Exercise >>
All lines below must be repeated exactly, with the pictures omitted.

··· Supplied data

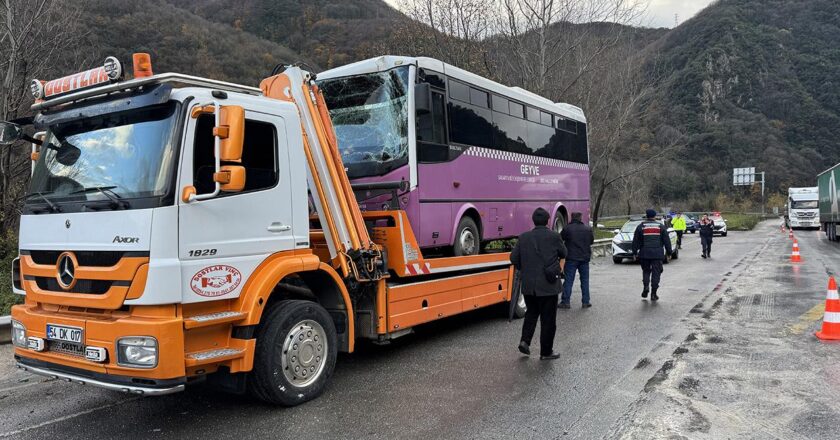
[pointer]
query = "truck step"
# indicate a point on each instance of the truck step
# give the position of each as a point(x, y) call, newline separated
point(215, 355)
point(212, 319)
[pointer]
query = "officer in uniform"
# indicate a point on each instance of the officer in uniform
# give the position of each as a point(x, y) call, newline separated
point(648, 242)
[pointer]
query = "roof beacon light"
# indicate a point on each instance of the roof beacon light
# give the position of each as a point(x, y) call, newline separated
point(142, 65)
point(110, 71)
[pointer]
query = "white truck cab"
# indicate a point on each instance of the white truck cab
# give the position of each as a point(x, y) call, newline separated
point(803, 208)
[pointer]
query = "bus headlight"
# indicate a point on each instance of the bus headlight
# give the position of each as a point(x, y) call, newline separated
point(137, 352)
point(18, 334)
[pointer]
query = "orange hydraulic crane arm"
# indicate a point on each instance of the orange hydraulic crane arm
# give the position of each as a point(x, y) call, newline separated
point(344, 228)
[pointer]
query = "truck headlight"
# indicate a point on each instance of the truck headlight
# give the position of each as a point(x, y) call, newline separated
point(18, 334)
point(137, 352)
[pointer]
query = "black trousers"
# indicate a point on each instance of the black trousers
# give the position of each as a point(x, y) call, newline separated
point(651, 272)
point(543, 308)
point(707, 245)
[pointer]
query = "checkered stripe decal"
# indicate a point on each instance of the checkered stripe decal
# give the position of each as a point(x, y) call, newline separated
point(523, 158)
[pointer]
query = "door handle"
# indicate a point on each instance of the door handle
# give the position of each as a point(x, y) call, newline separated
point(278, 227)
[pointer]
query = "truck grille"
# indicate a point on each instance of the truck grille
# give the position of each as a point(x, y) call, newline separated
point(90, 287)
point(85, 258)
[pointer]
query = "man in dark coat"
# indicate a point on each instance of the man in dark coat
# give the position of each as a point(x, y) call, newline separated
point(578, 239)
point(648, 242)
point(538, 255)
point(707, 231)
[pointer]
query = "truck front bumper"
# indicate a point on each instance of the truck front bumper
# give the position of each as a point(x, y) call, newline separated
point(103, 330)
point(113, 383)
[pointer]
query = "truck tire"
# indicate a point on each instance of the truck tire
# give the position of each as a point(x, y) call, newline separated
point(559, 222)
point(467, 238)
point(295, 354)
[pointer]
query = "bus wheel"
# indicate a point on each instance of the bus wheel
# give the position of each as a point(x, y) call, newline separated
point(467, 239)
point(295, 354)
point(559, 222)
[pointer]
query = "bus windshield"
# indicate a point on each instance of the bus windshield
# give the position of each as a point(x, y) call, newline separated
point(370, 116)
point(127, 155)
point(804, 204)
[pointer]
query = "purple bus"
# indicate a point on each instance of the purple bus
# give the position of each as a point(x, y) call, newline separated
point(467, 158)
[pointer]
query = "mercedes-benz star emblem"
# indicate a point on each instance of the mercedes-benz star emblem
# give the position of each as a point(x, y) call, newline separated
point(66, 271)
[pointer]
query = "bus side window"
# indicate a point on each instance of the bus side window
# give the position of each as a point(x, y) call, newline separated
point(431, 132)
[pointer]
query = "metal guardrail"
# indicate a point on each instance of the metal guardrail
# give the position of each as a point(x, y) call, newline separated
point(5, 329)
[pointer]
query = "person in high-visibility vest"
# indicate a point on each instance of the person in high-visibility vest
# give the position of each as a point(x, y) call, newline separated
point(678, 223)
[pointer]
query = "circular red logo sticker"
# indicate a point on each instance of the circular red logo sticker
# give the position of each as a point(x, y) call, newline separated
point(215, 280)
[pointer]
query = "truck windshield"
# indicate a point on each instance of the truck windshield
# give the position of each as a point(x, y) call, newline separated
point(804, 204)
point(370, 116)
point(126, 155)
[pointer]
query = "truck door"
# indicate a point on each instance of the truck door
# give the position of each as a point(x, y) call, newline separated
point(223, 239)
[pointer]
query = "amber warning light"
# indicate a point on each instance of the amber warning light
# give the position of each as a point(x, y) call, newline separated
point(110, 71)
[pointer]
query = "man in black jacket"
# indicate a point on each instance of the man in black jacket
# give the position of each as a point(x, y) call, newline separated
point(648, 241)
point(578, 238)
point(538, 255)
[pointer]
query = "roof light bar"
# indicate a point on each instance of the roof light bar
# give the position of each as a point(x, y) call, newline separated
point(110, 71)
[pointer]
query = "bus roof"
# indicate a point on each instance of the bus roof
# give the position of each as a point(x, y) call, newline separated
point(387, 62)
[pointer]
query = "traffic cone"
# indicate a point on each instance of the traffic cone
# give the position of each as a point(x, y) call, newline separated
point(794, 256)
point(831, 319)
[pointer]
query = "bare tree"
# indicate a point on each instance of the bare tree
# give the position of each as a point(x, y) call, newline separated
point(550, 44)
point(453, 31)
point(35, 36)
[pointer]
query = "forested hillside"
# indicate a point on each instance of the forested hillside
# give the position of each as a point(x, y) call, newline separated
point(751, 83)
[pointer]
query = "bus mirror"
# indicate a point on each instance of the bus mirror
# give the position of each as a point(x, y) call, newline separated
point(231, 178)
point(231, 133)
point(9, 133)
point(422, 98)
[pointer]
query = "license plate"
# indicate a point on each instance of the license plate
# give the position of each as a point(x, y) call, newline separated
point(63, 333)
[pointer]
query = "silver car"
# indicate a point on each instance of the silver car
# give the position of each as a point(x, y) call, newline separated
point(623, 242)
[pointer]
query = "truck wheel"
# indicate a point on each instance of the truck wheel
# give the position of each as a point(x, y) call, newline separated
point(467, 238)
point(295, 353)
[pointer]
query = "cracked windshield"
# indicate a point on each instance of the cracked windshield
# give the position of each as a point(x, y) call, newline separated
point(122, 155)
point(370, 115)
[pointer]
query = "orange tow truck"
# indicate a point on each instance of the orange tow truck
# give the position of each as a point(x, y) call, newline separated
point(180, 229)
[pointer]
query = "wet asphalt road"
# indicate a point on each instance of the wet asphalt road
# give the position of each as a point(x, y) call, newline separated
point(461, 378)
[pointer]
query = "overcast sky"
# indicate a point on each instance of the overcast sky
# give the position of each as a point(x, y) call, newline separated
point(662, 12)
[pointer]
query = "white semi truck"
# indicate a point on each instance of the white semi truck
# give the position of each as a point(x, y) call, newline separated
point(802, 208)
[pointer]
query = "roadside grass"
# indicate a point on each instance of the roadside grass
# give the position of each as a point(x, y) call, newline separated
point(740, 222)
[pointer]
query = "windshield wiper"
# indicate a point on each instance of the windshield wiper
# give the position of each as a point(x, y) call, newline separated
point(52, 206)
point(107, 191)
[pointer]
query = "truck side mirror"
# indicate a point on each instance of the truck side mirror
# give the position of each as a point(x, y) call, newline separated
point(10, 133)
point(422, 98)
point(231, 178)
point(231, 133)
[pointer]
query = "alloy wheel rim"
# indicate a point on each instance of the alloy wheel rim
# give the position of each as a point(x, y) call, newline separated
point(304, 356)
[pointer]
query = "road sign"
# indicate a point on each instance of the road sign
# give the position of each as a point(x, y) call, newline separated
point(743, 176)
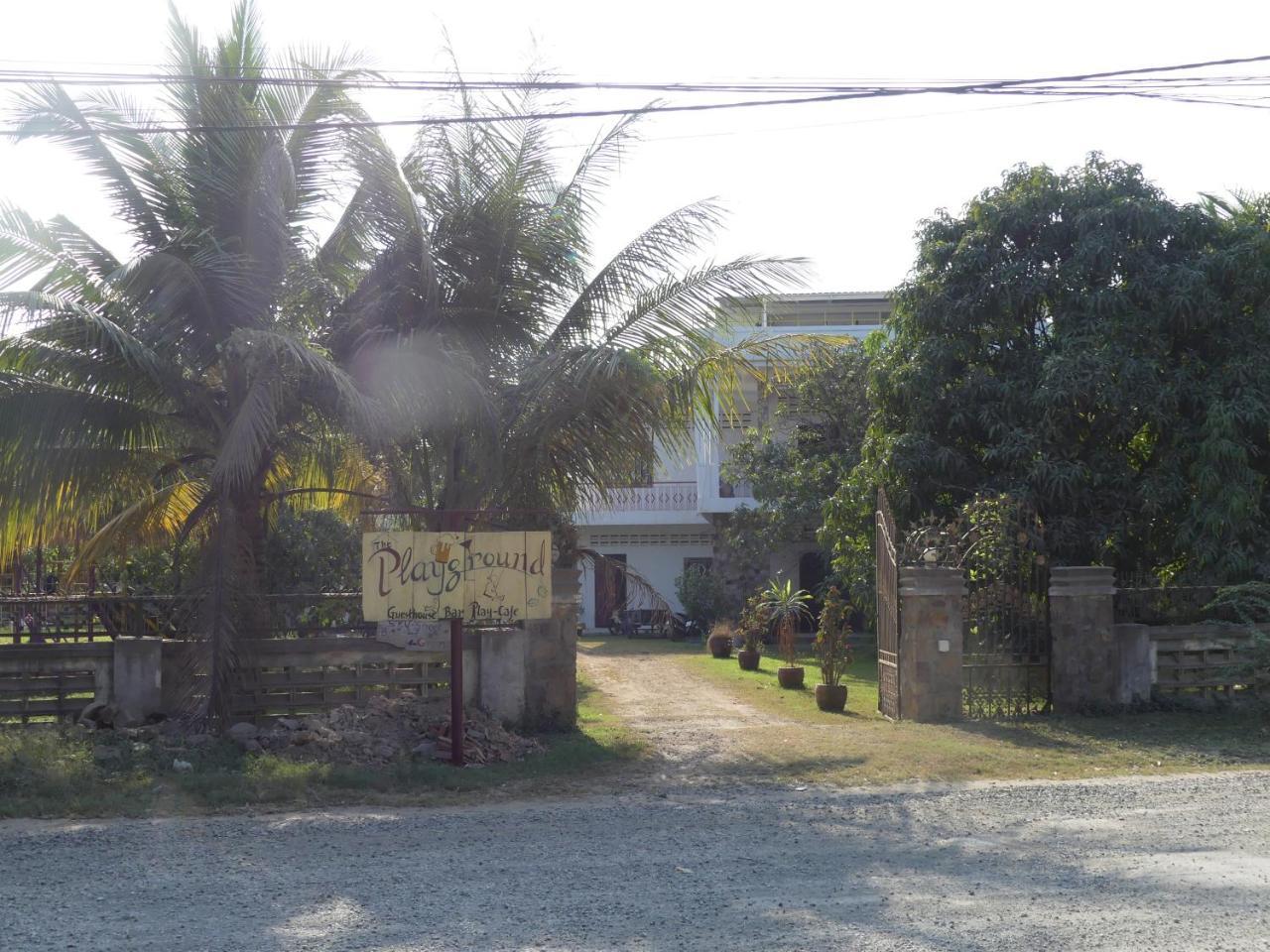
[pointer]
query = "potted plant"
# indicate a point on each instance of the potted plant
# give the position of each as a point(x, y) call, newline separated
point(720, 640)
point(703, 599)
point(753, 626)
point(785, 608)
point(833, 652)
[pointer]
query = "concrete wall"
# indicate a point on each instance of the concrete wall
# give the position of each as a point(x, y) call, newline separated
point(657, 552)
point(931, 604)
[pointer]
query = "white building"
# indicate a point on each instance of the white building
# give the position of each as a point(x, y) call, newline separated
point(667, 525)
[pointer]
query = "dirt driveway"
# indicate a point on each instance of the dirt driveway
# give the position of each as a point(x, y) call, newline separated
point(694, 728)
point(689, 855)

······

Answer to the exercise >>
[pointer]
query = "truck step"
# indicate a point on each instance of the truck step
# give the position of each as a point(x, y) call, newline separated
point(215, 355)
point(212, 319)
[pointer]
query = "officer in uniform"
# indicate a point on each instance of the officer in uniform
# give the position of each as a point(x, y) call, newline separated
point(648, 242)
[pointer]
query = "roof beacon light"
# indicate a point on each instance of the roof beacon light
# give the position of each as a point(x, y) call, newline separated
point(142, 65)
point(110, 71)
[pointer]
query = "white truck cab"
# indicate a point on each instance of the white truck cab
# give the position of each as a point(x, y) call, newline separated
point(803, 208)
[pointer]
query = "bus headlight"
# indicate a point on each instance of the bus headlight
# give the position of each as a point(x, y) call, newline separated
point(137, 352)
point(18, 334)
[pointer]
query = "orange hydraulic crane arm"
# indicate a point on each instance of the orange hydraulic crane arm
# give the position of each as a point(x, y) call, newline separated
point(344, 228)
[pointer]
query = "truck headlight"
# indicate a point on each instance of the truck headlight
# give the position of each as a point(x, y) call, newline separated
point(18, 334)
point(137, 352)
[pointer]
query = "black trousers"
# indicate a point on each instance of the black trousers
# give the position of each as a point(x, y) call, newline separated
point(651, 272)
point(543, 308)
point(707, 245)
[pointer]
query = "checkered stripe decal"
# indicate a point on each instance of the checkered stripe decal
# give the position of each as a point(x, y) call, newline separated
point(523, 158)
[pointer]
query = "door handle"
# indicate a point on each instance of the door handle
# give the position of each as a point(x, y) call, newline separated
point(278, 227)
[pointer]
query = "truck grille"
# indicate a point on each instance of the truck grille
# give the position of each as a point(x, y) call, newline separated
point(90, 287)
point(85, 258)
[pointer]
query = "man in dark coat"
# indicate a point on each instance of the man in dark coat
# give the position of each as a point(x, y) call, newline separated
point(578, 239)
point(648, 242)
point(538, 255)
point(707, 231)
[pointer]
query = "truck front bumper"
# indicate a point on each instance of the truck front bumper
# give the position of each as a point(x, y) call, newline separated
point(103, 330)
point(113, 383)
[pointer]
query = "truck tire"
# indicate a point on each instance of the truck tire
# give the position of each as a point(x, y) call, newline separated
point(559, 222)
point(467, 238)
point(295, 354)
[pointer]
query = "bus wheel"
# indicate a point on each instance of the bus wheel
# give the position of each as a point(x, y) call, newline separated
point(467, 239)
point(295, 354)
point(559, 222)
[pointer]
query = "bus windshield"
# indicate a point on each instance of the bus windshield
# give the position of each as a point(x, y) call, newline separated
point(370, 116)
point(127, 155)
point(804, 204)
[pointer]
query = "purple bus"
# indicate a point on each instance of the purple bus
# give the position of each as a point(x, y) call, newline separated
point(467, 158)
[pointer]
query = "mercedes-benz star emblem"
# indicate a point on each instance of the mercedes-benz star emblem
# give the position of each as a point(x, y) call, newline separated
point(66, 271)
[pointer]
query = "bus side window"
# indicate a point on each instance of the bus side window
# give the position of each as a point(x, y) call, newline separated
point(431, 132)
[pointer]
query = "metal guardrail"
# indicate a point on each instance of the metal guardrail
# give the position of each as a point(x, y) call, newline separated
point(5, 329)
[pointer]
query = "person in high-visibility vest"
# indicate a point on each instance of the person in high-visibility vest
# give the position of each as a point(x, y) call, newline separated
point(678, 223)
[pointer]
query = "circular red logo sticker"
# indicate a point on each instance of the circular red logo sticker
# give the position of each as a point(x, y) call, newline separated
point(215, 280)
[pointer]
query = "truck windshield"
# indicate a point on each instance of the truck windshield
# give the position of each as a point(x, y) call, newline separated
point(804, 204)
point(370, 116)
point(126, 155)
[pointer]
query = "truck door"
# indicate a point on each instance of the truck door
# give the position of each as a point(x, y) call, newline separated
point(223, 239)
[pointer]
query = "amber warning light"
# indicate a point on each instance of the amber warning light
# give the position of each as a point(x, y) call, newline separated
point(110, 71)
[pointer]
query = "man in black jacket"
# indicate a point on each instance of the man in black jacket
# give the position of each as a point(x, y) call, newline separated
point(648, 241)
point(578, 238)
point(538, 255)
[pointer]
query = "roof light bar"
# indicate a point on each instance of the roof light bar
# give the position of each as a point(x, y) call, newline separated
point(110, 71)
[pointer]
query = "bus roof"
# indicate a point on each instance of the bus roof
# give the position of each as a point(x, y) call, newline separated
point(387, 62)
[pointer]
query = "traffic cone"
# indicate a point on each instance of the traffic cone
# give the position of each as a point(x, y) call, newline separated
point(794, 256)
point(831, 319)
[pointer]
query = "bare tree"
# indicate a point on each instance of the bare tree
# give the position of each as a point(x, y) call, newline separated
point(550, 44)
point(453, 31)
point(35, 36)
[pointer]
query = "forested hillside"
# indicate a point on each instance of the forested hillside
# give the position of each as a point(x, y) call, newline separated
point(751, 83)
[pointer]
query = "bus mirror"
# indicate a point on each instance of the bus mirror
# give the position of each as a point(x, y) call, newline separated
point(231, 178)
point(231, 133)
point(9, 133)
point(422, 98)
[pointer]
query = "license plate"
# indicate a point on each instance of the license plate
# give the position of each as a point(x, y) call, newline separated
point(63, 333)
[pointer]
query = "silver car"
# indicate a point on each instance of the silver car
# give the position of each as a point(x, y) call, newline separated
point(623, 242)
[pointer]
query = "truck wheel"
# indicate a point on each instance of the truck wheel
# give the position of each as a point(x, y) call, newline separated
point(467, 238)
point(295, 353)
[pointer]
query = "cracked windshield"
# indicate a point on each instance of the cracked windshield
# give the position of each as a point(x, y) call, newline separated
point(122, 155)
point(370, 115)
[pointer]
query = "orange tow truck"
# indicate a point on each instance of the orange tow truck
# give the position of each as a point(x, y) call, newline separated
point(180, 229)
[pointer]
query = "wet asphalt road"
# indicate a point on each instance of the wet asphalt road
# give the position of each as a point(x, y) call, newline separated
point(461, 378)
[pointer]
query = "overcast sky"
# indicate a point on each instance of the overcast sky
# give the position of each as a point(x, y) call, newline separated
point(662, 12)
[pointer]
query = "white semi truck"
# indicate a point on each instance of the white semi truck
# give the position of each as a point(x, y) call, newline separated
point(802, 208)
[pointer]
query = "roadside grass"
# indicate a point on each instance of the roadside grass
# give the position of each as a point(x, y) call, newline separated
point(740, 222)
[pointer]
query = "windshield wiper"
# indicate a point on each instance of the windshield wiper
# give the position of each as a point(x, y) call, newline separated
point(52, 206)
point(107, 191)
[pointer]
query = "truck side mirror"
# indicate a point on each instance of the truck side mirror
# give the position of each as a point(x, y) call, newline separated
point(10, 133)
point(422, 98)
point(231, 178)
point(231, 133)
[pointer]
query = "alloy wheel rim"
# indicate a point on each instance of the alloy wheel rim
# give the position of each as a point(x, y) call, newline separated
point(304, 356)
[pointer]
query = "road sign"
# indicate a point on each instance of the road sign
# give the position of each as a point(x, y) call, newline separated
point(743, 176)
[pointer]
query = "potted plant"
# indicate a point on each instance of the potted plant
# give the position of each as a point(x, y) call, newline separated
point(720, 640)
point(703, 599)
point(753, 626)
point(785, 608)
point(833, 652)
[pointer]
query = "concrete wall"
# indicate a point on each instance of the concrete wall
# give the position of each as a point(x, y) call, newline separated
point(657, 552)
point(931, 604)
[pointer]
query = "white building"
# indicate a point on each instance of the white building
# give the position of each as a point(x, y) call, newline separated
point(667, 525)
[pointer]
query = "dirt driveway"
# indicate a point on each instance of the dirt driveway
# give the position of each as a point(x, y) call, newline separated
point(694, 728)
point(689, 855)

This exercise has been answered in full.